──────── Text under study
JOURNAL OF NURSING MANAGEMENT, vol.30, pp.973-980, 2022 (SCI-Expanded) identifier identifier identifier

  • Publication Type: Article / Article
  • Volume: 30
  • Publication Date: 2022
  • Doi Number: 10.1111/jonm.13597
  • Journal Name: JOURNAL OF NURSING MANAGEMENT
  • Journal Indexes: Science Citation Index Expanded (SCI-EXPANDED), Social Sciences Citation Index (SSCI), Scopus, Academic Search Premier, CINAHL, EMBASE, MEDLINE, Psycinfo, Public Affairs Index
  • Page Numbers: pp.973-980
  • Keywords: leadership, managers, nurses, professional values, toxic, ABUSIVE SUPERVISION, CARE, INTENTION, HEALTH
  • Süleyman Demirel University Affiliated: Yes

Abstract

Abstract
Aim: This study aimed to investigate whether or not the toxic leadership behaviours
of nurse managers influence nurses’ perceptions of professional values.
Background: Professional values are among the factors that influence the development
and the enhancement of the quality of health services. The professional development
of nurses at work is particularly shaped by the guidance and counselling of
nurse managers. Therefore, it is vitally important to determine the effects of nurse
managers’ toxic leadership behaviours on nurses’ perception of professional values in
terms of the development of professional values and the nursing image.
────────────────
* _Your goal_: Decide whether each statement agrees with the text on toxic leadership in nursing, answering yes or no and quoting the words of the text that decide it. 1. The article runs from page 973 to page 980. 2. The study examined whether nurses' toxic leadership behaviors influence nurse managers' professional values. 3. The article is not affiliated with Süleyman Demirel University.
──────── Dataset excerpt
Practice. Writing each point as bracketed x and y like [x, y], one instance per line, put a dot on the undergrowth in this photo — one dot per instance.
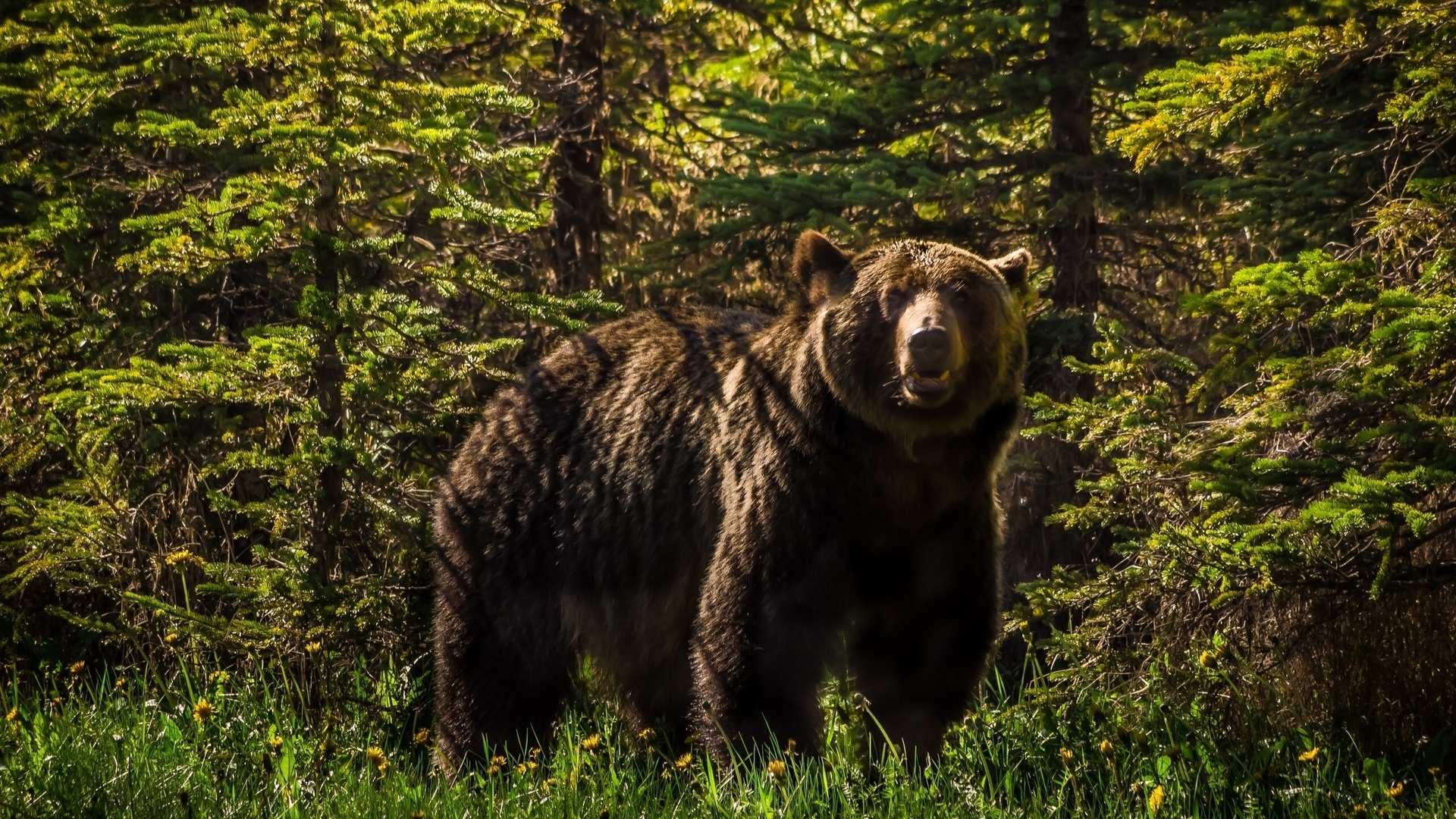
[264, 744]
────────────────
* _Answer below_:
1. Yes: "Page Numbers: pp.973-980"
2. No: "whether or not the toxic leadership behaviours of nurse managers influence nurses’ perceptions of professional values"
3. No: "Süleyman Demirel University Affiliated: Yes"